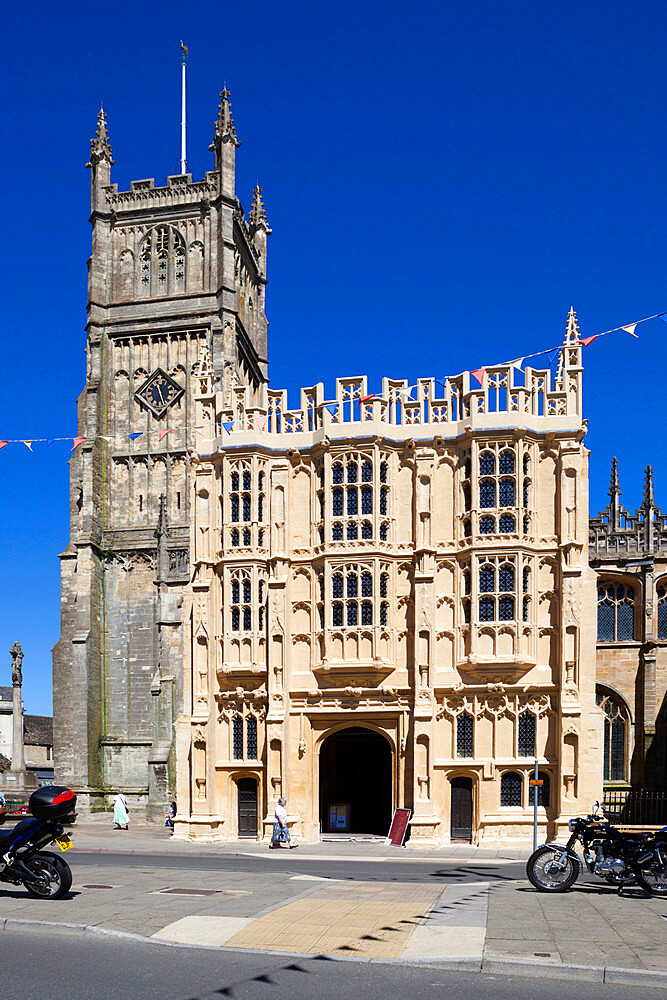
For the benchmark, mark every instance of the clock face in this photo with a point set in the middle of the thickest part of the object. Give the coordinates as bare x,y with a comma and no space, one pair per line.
159,392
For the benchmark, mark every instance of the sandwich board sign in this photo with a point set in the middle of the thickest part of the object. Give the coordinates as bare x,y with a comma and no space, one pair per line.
399,825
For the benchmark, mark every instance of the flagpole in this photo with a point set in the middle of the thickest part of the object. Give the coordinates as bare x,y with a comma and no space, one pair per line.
183,61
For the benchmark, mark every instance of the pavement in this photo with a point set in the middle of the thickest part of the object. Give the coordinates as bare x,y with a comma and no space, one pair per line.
466,907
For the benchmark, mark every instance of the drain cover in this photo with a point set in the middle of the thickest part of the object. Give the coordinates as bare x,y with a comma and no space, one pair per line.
190,892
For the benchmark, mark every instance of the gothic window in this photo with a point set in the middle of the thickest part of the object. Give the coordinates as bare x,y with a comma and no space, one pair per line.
487,493
237,737
662,613
251,737
464,735
543,790
498,588
616,612
241,601
615,736
510,789
526,741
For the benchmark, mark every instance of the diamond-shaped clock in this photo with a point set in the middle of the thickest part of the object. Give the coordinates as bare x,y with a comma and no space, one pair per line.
159,392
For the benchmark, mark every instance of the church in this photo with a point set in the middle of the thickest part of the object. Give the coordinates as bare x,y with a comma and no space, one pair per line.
371,600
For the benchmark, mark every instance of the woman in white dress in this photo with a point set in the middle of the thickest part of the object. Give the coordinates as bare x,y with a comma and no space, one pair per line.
120,816
280,833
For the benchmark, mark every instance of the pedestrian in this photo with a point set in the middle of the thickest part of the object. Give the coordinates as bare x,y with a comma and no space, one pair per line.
169,818
280,833
120,812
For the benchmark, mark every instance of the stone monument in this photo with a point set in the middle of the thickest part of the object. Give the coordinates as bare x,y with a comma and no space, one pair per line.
18,779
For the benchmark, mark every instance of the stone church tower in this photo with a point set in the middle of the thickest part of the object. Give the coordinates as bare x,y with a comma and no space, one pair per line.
175,312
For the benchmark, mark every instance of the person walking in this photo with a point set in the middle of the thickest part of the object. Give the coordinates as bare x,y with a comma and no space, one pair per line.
280,833
120,815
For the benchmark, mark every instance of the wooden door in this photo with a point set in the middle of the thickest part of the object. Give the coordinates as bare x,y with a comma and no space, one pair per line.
247,796
461,822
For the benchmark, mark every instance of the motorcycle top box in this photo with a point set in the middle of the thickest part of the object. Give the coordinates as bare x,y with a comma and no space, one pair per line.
52,802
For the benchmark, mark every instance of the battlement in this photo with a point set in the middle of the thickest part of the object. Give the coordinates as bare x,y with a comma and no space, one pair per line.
507,396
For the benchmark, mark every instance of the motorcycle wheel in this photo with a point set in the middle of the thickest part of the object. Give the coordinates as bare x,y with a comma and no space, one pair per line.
546,876
654,880
54,870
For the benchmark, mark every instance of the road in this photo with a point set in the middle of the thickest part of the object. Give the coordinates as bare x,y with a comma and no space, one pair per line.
39,966
366,869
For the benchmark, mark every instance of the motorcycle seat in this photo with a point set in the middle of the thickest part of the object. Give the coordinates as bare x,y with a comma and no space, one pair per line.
7,837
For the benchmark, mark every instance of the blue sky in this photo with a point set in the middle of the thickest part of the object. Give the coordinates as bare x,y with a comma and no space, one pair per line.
443,182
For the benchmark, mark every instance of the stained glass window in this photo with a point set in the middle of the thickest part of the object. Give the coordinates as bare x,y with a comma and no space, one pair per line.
510,789
237,738
526,741
251,737
464,735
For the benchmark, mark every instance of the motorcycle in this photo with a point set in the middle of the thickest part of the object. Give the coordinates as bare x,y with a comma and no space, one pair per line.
620,858
22,858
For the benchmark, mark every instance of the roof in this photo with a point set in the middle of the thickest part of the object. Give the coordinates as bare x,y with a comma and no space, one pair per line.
38,730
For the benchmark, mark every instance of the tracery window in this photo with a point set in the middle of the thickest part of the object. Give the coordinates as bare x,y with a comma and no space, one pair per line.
464,735
616,612
244,750
615,736
162,262
358,491
662,613
497,586
543,790
527,731
352,596
511,789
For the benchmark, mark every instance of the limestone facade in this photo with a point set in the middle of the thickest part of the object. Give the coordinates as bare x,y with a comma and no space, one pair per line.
629,554
391,604
176,284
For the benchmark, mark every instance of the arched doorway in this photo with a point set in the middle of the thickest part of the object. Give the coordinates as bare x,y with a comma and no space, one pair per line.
355,772
247,806
460,827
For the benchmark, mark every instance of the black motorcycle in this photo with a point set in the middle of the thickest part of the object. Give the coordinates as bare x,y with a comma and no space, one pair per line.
22,858
618,857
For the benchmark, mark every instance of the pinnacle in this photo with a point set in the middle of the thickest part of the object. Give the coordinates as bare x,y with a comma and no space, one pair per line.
649,498
224,125
257,215
100,148
614,487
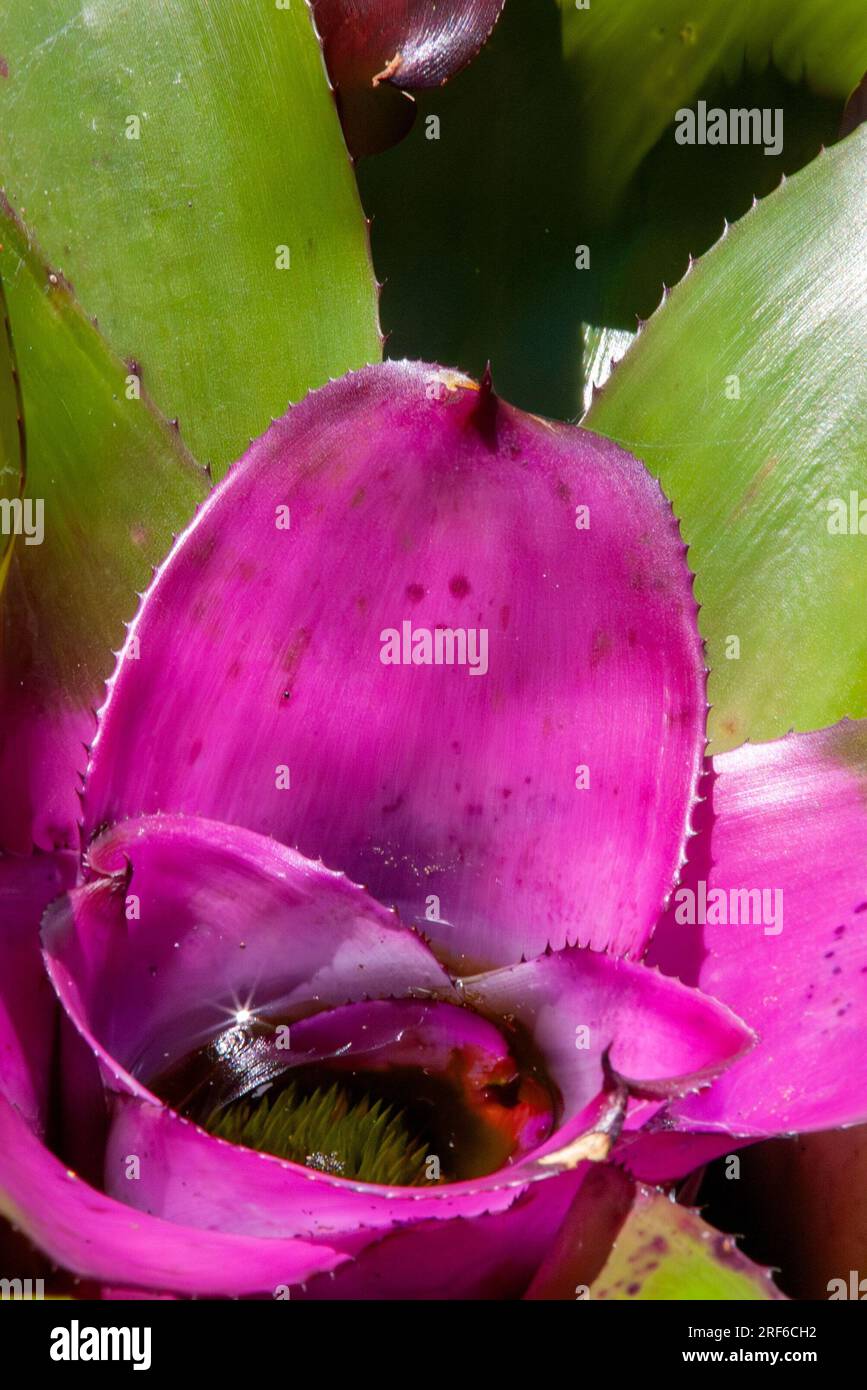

-----

## OBJECTIVE
Find every row above that contains the string "motorcycle", matching case exactly, and copy each of those rows in full.

## THE OUTPUT
For the benchmark, mark every instance of the motorcycle top box in this photo with a point set in the middle of the thickest part of the object. Give the coordinates as bare x,y with a comma and no space, one pair per line.
For the benchmark, mark every instance of the motorcycle wheel in this photo with a point set in the middle of the thickest part of the object. Give the coordinates as bare x,y with a comma and no space, one pair per line.
For the benchmark, mark every instance of the motorcycle seat in this photo with a point set in the middle of the thickest part of the object. Give the coordinates as bare x,y with a comma and no space, one pair per line.
For the benchmark, mark every instance of the motorcycle in this photo with a point set in the middle of the thickest part of the object. Give the coordinates as bare x,y with a comma and no space, one pair per line.
For the benchmark, mark every instance of the black motorcycle in this photo with a point set in the middle of the thickest part of the object. Give the coordinates as bare x,y with a comma and no space, one pair per line.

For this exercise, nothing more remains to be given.